» SUPPLIED PASSAGE:
========
Noble Energy Announces Production From Tamar And An Increase In Resource Estimate

   Noble Energy Announces Production From Tamar And An Increase In Resource

PR Newswire

HOUSTON, April 4, 2013

HOUSTON, April 4, 2013 /PRNewswire/ -- Noble Energy, Inc. (NYSE: NBL) today
announced that the Tamar natural gas field offshore Israel has been
successfully brought online with all five of the subsea wells now producing at
stable rates totaling approximately 300 million cubic feet per day (MMcf/d).
When combined with existing Mari-B volumes, the total current sales are nearly
500 MMcf/d and are expected to average 700 MMcf/d through the remainder of the
year. Initial sales commenced on March 31 as natural gas flowed from the field
to the Tamar platform and then to the Ashdod Onshore Terminal.

The development is designed to deliver natural gas rates up to 1 billion cubic
feet per day (Bcf/d). Volumes will likely reach this maximum capacity during
the peak summer demand in the third quarter this year.

Charles D. Davidson, Noble Energy's Chairman and CEO, commented, "In just over
four years from discovery, the Tamar project is fully operational and
delivering significant volumes of natural gas to Israel. The project is a
technological and commercial milestone for Noble Energy and our partners. This
is the third major global project we have brought online in the last 18 months
and it will make a significant contribution to our continuing production
growth. Building on this success, we are working with the government and our
partners to sanction the next phase of development at Tamar and the domestic
phase of Leviathan."
========
» SUPPLIED MATERIAL:
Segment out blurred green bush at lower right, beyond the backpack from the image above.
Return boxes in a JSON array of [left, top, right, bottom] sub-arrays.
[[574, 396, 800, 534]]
========
» TASK DIRECTIONS: Please list every natural gas rate stated in the Tamar announcement, giving each figure with its unit and what it measures. The material shown above has no connection to the Tamar announcement.

» TASK RESULT:
- Approximately 300 MMcf/d: the combined rate of the five Tamar subsea wells now producing
- Nearly 500 MMcf/d: total current sales when Tamar is combined with existing Mari-B volumes
- 700 MMcf/d: the expected average for the remainder of the year
- Up to 1 Bcf/d: the rate the development is designed to deliver